## Excerpt
------------------------------------------------
Before addressing anything else, please allow us to express our gratitude and humble
appreciation for the outpouring of sympathy, compassion and help, generously offered by
all of you to Laura and I. At a time like this, one is simply stunned; unable to address the
simplest of tasks. Your many kindnesses have provided us with tremendous support!
When thinking about our son, there are many memories that come to mind. Allow me to
share just a few such recollections. For example, one weekday morning in the summer of 1981,
I was walking along Wall Street in lower Manhattan of New York City. I was working for a British
bank and had some business to attend to in the City. As I was passing by the J. P. Morgan
Bank, I was struck with an epiphany. The name of our soon to be born second child, if a boy,
was now stamped in my brain. Upon arriving back home later that day, I discussed my idea with
“the Boss," my bride Laura, if you will, but she stopped me from saying the name. She told me that
she herself had that morning picked a boys’ name from within a book of names. She had me write
down my choice, while she went to find her baby name book. When we produced our
names, both of us had chosen “Morgan." He was very special even before being born.
------------------------------------------------
## Data
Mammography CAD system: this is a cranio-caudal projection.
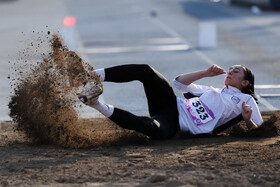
------------------------------------------------
## Written request 1
According to the excerpt, in what year was the writer walking along Wall Street when the name came to mind?
## Written request 2
Decide whether each statement agrees with the excerpt, and support each decision with the deciding words from the excerpt: (a) The writer worked for a British bank. (b) Laura had chosen a name from a book of names that same morning. (c) The writer told Laura the chosen name before she went for her book.
## Written request 3
Reproduce the part of the excerpt between "Before addressing anything" and "with tremendous support!", inclusive.
Rely solely on the excerpt for what comes next.

## Task result 1
1981

## Task result 2
(a) Yes: "I was working for a British bank"
(b) Yes: "she herself had that morning picked a boys’ name from within a book of names"
(c) No: "she stopped me from saying the name"

## Task result 3
Before addressing anything else, please allow us to express our gratitude and humble
appreciation for the outpouring of sympathy, compassion and help, generously offered by
all of you to Laura and I. At a time like this, one is simply stunned; unable to address the
simplest of tasks. Your many kindnesses have provided us with tremendous support!